--- Task statement ---
Pick out and copy every line in the rows below that contains the word "outline". Case counts.

--- Records provided ---
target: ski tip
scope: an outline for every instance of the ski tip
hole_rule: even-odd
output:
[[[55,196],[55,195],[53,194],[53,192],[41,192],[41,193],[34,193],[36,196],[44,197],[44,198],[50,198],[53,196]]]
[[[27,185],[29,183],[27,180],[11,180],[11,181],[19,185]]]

--- Answer to this problem ---
scope: an outline for every instance of the ski tip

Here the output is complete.